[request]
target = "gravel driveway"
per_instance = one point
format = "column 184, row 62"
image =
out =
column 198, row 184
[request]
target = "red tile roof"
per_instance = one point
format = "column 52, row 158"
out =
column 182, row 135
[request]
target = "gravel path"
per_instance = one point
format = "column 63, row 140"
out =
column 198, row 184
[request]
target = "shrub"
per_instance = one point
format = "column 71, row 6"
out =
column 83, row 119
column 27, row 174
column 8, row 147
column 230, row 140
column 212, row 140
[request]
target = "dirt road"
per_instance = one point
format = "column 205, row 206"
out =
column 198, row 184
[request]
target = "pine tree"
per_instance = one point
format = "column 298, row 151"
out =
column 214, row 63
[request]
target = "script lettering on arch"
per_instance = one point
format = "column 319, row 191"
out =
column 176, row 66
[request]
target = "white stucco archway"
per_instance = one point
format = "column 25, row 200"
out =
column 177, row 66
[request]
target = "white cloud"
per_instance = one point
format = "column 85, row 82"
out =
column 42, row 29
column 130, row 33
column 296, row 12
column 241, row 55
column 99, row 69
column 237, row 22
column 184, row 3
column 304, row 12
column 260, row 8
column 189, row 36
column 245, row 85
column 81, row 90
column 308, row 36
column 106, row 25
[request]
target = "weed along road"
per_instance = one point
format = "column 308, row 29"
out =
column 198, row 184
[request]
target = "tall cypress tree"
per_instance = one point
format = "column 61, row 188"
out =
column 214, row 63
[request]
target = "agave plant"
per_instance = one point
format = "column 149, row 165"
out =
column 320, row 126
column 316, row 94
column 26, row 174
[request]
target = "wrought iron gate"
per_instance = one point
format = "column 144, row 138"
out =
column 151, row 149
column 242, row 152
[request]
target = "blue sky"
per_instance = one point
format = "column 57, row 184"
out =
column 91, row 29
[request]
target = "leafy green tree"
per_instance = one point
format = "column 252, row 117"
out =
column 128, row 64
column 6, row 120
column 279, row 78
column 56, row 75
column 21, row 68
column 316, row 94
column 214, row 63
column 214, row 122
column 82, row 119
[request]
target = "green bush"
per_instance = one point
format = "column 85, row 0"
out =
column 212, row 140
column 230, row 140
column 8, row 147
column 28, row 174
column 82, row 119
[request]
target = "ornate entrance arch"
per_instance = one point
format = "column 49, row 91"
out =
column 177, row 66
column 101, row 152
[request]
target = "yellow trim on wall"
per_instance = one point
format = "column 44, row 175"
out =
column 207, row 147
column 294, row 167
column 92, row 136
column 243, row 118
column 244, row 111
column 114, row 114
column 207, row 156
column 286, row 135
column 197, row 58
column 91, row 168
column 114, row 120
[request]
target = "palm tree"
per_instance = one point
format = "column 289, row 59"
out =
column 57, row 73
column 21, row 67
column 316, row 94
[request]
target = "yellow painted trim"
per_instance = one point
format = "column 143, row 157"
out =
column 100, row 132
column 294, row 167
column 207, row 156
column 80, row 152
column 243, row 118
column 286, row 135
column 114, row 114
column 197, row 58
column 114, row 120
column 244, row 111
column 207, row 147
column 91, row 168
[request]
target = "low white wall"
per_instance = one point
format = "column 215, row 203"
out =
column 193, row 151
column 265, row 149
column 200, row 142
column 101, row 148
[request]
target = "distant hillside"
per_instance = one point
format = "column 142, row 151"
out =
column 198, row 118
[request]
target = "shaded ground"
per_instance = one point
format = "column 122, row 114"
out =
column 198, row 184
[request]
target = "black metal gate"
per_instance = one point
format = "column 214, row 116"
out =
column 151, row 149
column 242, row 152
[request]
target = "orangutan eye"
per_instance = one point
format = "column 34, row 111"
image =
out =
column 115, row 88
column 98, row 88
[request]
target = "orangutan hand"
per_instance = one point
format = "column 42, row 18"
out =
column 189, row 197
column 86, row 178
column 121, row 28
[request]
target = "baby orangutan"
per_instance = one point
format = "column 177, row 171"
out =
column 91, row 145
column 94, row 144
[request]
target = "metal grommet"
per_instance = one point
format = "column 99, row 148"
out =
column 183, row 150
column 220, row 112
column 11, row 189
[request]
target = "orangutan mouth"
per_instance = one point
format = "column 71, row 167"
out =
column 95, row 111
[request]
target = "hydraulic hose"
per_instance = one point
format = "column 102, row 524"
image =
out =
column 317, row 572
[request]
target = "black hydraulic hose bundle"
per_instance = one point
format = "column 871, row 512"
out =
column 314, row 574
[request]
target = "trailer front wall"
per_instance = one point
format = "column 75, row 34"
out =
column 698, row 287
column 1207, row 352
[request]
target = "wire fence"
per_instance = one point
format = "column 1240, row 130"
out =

# # # # # # #

TASK STATEMENT
Repeat back the data above, exact to the last character.

WRITTEN SOLUTION
[request]
target = "gravel driveway"
per_instance = one point
format = "column 184, row 62"
image =
out =
column 198, row 184
[request]
target = "red tile roof"
per_instance = one point
format = "column 52, row 158"
out =
column 182, row 135
[request]
target = "gravel path"
per_instance = one point
format = "column 63, row 140"
out =
column 198, row 184
[request]
target = "shrub"
per_instance = one point
format = "column 71, row 6"
out =
column 83, row 119
column 27, row 174
column 8, row 147
column 230, row 140
column 212, row 140
[request]
target = "dirt road"
per_instance = one point
format = "column 205, row 206"
out =
column 198, row 184
[request]
target = "pine tree"
per_instance = one point
format = "column 298, row 151"
out =
column 214, row 63
[request]
target = "script lettering on arch"
per_instance = one point
format = "column 319, row 191"
out =
column 176, row 66
[request]
target = "white stucco archway"
per_instance = one point
format = "column 25, row 200"
out =
column 177, row 66
[request]
target = "white cloud"
per_instance = one point
format = "column 85, row 82"
out =
column 42, row 29
column 130, row 33
column 296, row 12
column 241, row 55
column 99, row 69
column 237, row 22
column 184, row 3
column 304, row 12
column 260, row 8
column 189, row 36
column 245, row 85
column 81, row 90
column 308, row 36
column 106, row 25
[request]
target = "weed along road"
per_instance = one point
format = "column 308, row 29"
out =
column 198, row 184
[request]
target = "tall cypress tree"
per_instance = one point
format = "column 61, row 188"
out =
column 214, row 63
[request]
target = "agave plant"
per_instance = one point
format = "column 149, row 165"
out =
column 320, row 126
column 316, row 94
column 26, row 174
[request]
target = "wrought iron gate"
per_instance = one point
format = "column 144, row 138"
out =
column 151, row 149
column 242, row 152
[request]
target = "blue sky"
per_instance = one point
format = "column 57, row 184"
out =
column 91, row 29
[request]
target = "leafy green tree"
per_instance = one point
format = "column 252, row 117"
out =
column 128, row 64
column 6, row 120
column 279, row 78
column 56, row 75
column 21, row 68
column 316, row 94
column 214, row 63
column 214, row 122
column 82, row 119
[request]
target = "green bush"
per_instance = one point
format = "column 85, row 0"
out =
column 212, row 140
column 230, row 140
column 8, row 147
column 28, row 174
column 82, row 119
[request]
target = "ornate entrance arch"
per_instance = one point
format = "column 49, row 91"
out =
column 177, row 66
column 101, row 152
[request]
target = "yellow trim on wall"
per_instance = one point
format = "column 44, row 175"
out =
column 207, row 147
column 294, row 167
column 92, row 136
column 243, row 118
column 244, row 111
column 114, row 114
column 207, row 156
column 286, row 135
column 197, row 58
column 91, row 168
column 114, row 120
[request]
target = "palm tree"
per_instance = one point
format = "column 289, row 59"
out =
column 57, row 73
column 21, row 67
column 316, row 94
[request]
target = "yellow painted trim"
per_instance = one point
format = "column 143, row 157"
out =
column 100, row 132
column 294, row 167
column 207, row 156
column 80, row 152
column 243, row 118
column 286, row 135
column 114, row 114
column 197, row 58
column 114, row 120
column 244, row 111
column 207, row 147
column 91, row 168
[request]
target = "low white wall"
per_instance = one point
format = "column 215, row 203"
out =
column 193, row 151
column 265, row 149
column 200, row 142
column 101, row 148
[request]
target = "distant hillside"
per_instance = one point
format = "column 142, row 151"
out =
column 198, row 118
[request]
target = "shaded ground"
per_instance = one point
format = "column 122, row 114"
out =
column 198, row 184
[request]
target = "black metal gate"
per_instance = one point
format = "column 214, row 116"
out =
column 151, row 149
column 242, row 152
[request]
target = "orangutan eye"
per_instance = one point
format = "column 34, row 111"
image =
out =
column 115, row 88
column 98, row 88
[request]
target = "orangutan hand"
per_instance = one point
format = "column 42, row 18"
out =
column 189, row 197
column 86, row 178
column 121, row 28
[request]
target = "baby orangutan"
per_instance = one point
format = "column 177, row 171"
out =
column 91, row 145
column 94, row 144
[request]
target = "metal grommet"
per_instance = one point
format = "column 99, row 148"
out =
column 183, row 150
column 220, row 112
column 11, row 189
[request]
target = "orangutan mouth"
per_instance = one point
format = "column 71, row 167"
out =
column 95, row 111
[request]
target = "hydraulic hose"
per_instance = one point
format = "column 102, row 524"
image =
out =
column 317, row 572
[request]
target = "black hydraulic hose bundle"
per_instance = one point
format = "column 871, row 512"
out =
column 314, row 574
[request]
target = "trailer front wall"
per_instance = one point
format = "column 75, row 34"
out =
column 698, row 287
column 1207, row 352
[request]
target = "wire fence"
per_instance = one point
format = "column 1240, row 130"
out =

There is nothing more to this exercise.